◆ VORLIEGENDER TEXT
-*-*-

Das sagt die Initiative „kameras-stoppen.org“

Die Initiative kameras-stoppen.org sieht in dem Urteil des Verwaltungsgerichts Köln einen Erfolg des Klägers, vor allem dadurch, dass die Polizei bestimmte Bereiche nicht mehr mit ihrer Videobeobachtung einsehen darf. In einem Statement heißt es: „Demnach ist die Polizei verpflichtet, Eingänge und Fenster zu Privat- und Geschäftsräumen unkenntlich zu machen bzw. zu verpixeln. Die Polizei hatte argumentiert, dass Anwohner*innen zum Beispiel mit Rollos oder
Vorhängen selbst dafür sorgen müssten, dass die Polizei mit ihren Kameras nicht 24 Stunden täglich in ihre Wohnung schauen kann. Auch konnte die Polizei nicht damit durchdringen, Autokennzeichen angeblich nicht unkenntlich machen zu können. Wie die Klägerseite nachweisen konnte, bietet der Hersteller der in Köln verwendeten Video-Hardware und -Software (Fa. Dallmeier) Systeme an, die alle diese Funktion der Verpixelung erfüllen. Die Polizei ist verpflichtet, sich in diesem Sinne auf den neuesten Stand der Technik zu bringen.“

Die Initiative fragt wie die Polizei die gerichtlichen Vorgaben zur Verpixelung sensibler Bereiche am Neumarkt und am Ebertplatz umsetzt. Zudem sieht die Initiative vor dem Hintergrund der Behauptung der Polizei, sie könne die Bereiche nicht verpixeln, nur dann ein konsequentes Vorgehen, wenn die Videobeobachtung ausgeschaltet werde, um die gerichtlichen Vorgaben zu erfüllen. Die Anwält*innen des Klägers haken mit einem Schreiben vom Montag, 3. August, erneut nach und fordern die Kölner Polizei auf, sich kurzfristig und abschließend zu diesem Sachverhalt zu erklären. Sollte die Videoüberwachung wie bisher mit der Erfassung und Speicherung privater (Wohn-)Bereiche und Autokennzeichen fortgeführt werden, wird der Kläger sich vorbehalten, bei Gericht Zwangsmaßnahmen gegen die
Polizei zu beantragen.

-*-*-

◆ DATENZEILEN
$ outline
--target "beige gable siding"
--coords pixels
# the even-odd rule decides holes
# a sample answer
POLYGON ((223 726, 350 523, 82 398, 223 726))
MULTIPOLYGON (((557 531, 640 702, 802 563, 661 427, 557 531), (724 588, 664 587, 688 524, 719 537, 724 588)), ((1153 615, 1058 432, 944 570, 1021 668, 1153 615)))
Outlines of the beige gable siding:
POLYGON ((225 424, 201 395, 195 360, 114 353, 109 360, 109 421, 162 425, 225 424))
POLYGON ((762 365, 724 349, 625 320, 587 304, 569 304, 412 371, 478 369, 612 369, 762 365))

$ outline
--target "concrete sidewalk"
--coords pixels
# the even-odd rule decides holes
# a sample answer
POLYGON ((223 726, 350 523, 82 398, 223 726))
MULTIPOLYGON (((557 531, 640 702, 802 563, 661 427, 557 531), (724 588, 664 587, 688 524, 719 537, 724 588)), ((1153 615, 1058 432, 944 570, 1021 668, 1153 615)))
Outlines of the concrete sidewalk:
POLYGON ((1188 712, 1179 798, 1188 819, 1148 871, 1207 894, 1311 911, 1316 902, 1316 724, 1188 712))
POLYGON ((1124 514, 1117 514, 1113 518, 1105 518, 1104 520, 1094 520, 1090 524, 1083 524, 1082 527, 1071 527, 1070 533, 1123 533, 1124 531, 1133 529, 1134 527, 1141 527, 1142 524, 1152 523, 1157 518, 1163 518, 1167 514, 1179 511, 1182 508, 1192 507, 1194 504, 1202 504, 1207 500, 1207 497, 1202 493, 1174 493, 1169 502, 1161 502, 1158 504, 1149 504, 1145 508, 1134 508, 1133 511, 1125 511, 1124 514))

-*-*-

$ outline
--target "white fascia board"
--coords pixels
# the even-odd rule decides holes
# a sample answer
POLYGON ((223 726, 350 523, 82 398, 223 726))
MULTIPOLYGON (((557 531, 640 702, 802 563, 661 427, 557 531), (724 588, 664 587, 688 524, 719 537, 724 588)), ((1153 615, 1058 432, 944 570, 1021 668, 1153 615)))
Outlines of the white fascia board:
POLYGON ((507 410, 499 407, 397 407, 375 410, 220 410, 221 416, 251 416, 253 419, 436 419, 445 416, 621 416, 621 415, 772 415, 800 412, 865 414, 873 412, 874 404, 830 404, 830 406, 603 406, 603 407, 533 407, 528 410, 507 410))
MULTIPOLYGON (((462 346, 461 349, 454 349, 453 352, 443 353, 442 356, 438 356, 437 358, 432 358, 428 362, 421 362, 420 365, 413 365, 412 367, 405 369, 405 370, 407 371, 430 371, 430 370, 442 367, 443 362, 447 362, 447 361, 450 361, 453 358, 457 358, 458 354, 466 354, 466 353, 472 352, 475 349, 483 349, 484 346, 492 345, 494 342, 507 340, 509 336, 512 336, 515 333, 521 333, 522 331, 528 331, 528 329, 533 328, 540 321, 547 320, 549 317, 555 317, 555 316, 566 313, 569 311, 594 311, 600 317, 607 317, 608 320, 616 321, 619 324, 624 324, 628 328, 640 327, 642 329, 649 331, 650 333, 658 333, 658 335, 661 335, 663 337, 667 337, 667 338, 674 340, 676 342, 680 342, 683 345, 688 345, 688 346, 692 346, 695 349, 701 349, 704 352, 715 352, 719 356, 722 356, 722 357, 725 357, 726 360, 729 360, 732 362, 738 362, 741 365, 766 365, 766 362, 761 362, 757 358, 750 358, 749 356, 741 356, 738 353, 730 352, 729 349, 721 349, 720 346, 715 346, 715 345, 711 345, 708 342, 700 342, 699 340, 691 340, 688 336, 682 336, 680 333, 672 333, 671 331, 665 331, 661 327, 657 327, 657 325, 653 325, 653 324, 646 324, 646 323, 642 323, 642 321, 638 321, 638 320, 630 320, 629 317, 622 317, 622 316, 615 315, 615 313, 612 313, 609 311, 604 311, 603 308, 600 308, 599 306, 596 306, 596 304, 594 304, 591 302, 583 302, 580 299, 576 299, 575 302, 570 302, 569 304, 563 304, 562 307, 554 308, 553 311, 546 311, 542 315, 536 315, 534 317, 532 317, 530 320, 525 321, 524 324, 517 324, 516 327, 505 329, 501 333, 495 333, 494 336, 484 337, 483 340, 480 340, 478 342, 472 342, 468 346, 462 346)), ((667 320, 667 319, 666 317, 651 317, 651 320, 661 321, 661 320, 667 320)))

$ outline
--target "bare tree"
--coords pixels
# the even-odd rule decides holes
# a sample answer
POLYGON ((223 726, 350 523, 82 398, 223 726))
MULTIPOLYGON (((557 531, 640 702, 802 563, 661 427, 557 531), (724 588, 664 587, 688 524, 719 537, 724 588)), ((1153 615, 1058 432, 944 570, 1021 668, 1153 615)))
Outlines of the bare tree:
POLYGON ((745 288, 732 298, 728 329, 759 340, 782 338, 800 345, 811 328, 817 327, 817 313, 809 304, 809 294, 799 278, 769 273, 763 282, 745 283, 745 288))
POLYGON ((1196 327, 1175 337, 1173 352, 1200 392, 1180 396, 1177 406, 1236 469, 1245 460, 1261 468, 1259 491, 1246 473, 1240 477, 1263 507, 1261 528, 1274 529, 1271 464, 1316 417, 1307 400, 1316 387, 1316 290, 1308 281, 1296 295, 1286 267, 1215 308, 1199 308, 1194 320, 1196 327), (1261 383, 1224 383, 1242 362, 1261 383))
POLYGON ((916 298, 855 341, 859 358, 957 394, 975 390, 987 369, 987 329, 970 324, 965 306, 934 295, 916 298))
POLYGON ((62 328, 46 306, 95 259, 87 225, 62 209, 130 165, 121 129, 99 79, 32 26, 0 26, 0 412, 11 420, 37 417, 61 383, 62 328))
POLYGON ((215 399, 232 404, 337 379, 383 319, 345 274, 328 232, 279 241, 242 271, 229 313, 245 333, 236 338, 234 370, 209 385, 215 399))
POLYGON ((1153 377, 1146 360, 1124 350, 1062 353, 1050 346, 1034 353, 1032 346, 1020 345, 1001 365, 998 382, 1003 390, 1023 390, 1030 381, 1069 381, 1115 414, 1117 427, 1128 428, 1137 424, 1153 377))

-*-*-

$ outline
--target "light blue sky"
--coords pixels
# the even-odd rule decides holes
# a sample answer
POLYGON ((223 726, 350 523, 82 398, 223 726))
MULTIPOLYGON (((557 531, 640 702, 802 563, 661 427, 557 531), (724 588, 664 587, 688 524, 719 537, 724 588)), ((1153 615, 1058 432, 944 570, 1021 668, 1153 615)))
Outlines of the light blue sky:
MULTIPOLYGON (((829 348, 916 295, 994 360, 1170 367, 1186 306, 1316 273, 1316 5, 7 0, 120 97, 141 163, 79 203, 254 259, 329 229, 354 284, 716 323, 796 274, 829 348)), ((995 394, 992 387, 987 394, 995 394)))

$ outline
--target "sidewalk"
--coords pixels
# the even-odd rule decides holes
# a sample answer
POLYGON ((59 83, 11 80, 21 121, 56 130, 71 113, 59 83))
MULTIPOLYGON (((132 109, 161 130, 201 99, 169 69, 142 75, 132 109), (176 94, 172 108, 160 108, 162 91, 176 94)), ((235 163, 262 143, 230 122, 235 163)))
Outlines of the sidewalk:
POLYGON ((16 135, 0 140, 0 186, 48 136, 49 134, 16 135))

-*-*-

◆ GESTELLTE AUFGABE 1
Beantworten Sie anhand des Textes über die Kölner Videobeobachtung die folgenden Fragen:
(a) Wozu ist die Polizei laut dem Statement der Initiative bei Eingängen und Fenstern zu Privat- und Geschäftsräumen verpflichtet?
(b) Welcher Hersteller bietet die in Köln verwendete Video-Hardware und -Software an?
(c) An welchem Tag haken die Anwält*innen des Klägers mit einem Schreiben erneut nach?
◆ GESTELLTE AUFGABE 2
Zitieren Sie aus dem Text über die Kölner Videobeobachtung den Abschnitt, der mit „Die Initiative fragt“ beginnt und mit „Polizei zu beantragen.“ endet.
◆ GESTELLTE AUFGABE 3
Schreiben Sie den Text über die Kölner Videobeobachtung nach seinem letzten Satz weiter.

◆ ERGEBNIS 1
(a) Die Polizei muss sie unkenntlich machen bzw. verpixeln.
(b) Die Fa. Dallmeier.
(c) Am Montag, 3. August.

◆ ERGEBNIS 2
Die Initiative fragt wie die Polizei die gerichtlichen Vorgaben zur Verpixelung sensibler Bereiche am Neumarkt und am Ebertplatz umsetzt. Zudem sieht die Initiative vor dem Hintergrund der Behauptung der Polizei, sie könne die Bereiche nicht verpixeln, nur dann ein konsequentes Vorgehen, wenn die Videobeobachtung ausgeschaltet werde, um die gerichtlichen Vorgaben zu erfüllen. Die Anwält*innen des Klägers haken mit einem Schreiben vom Montag, 3. August, erneut nach und fordern die Kölner Polizei auf, sich kurzfristig und abschließend zu diesem Sachverhalt zu erklären. Sollte die Videoüberwachung wie bisher mit der Erfassung und Speicherung privater (Wohn-)Bereiche und Autokennzeichen fortgeführt werden, wird der Kläger sich vorbehalten, bei Gericht Zwangsmaßnahmen gegen die
Polizei zu beantragen.

◆ ERGEBNIS 3
Die Initiative sieht das Grundrecht auf informationelle Selbstbestimmung von täglich vielen tausend anlasslos betroffenen Menschen durch ein Mittel der
Kriminalitätsbekämpfung eingeschränkt. Dabei sei die Effektivität der Videobeobachtung bis heute nicht nachgewiesen. Die Initiative fordert eine Bekämpfung der Ursachen, wie etwa eine Begleitung der Drogenszene am Ebertplatz durch Sozialarbeiter*innen und Aufzeigen an Perspektiven für die Betroffenen, die sich mit Delikten der Straßenkriminalität über Wasser halten.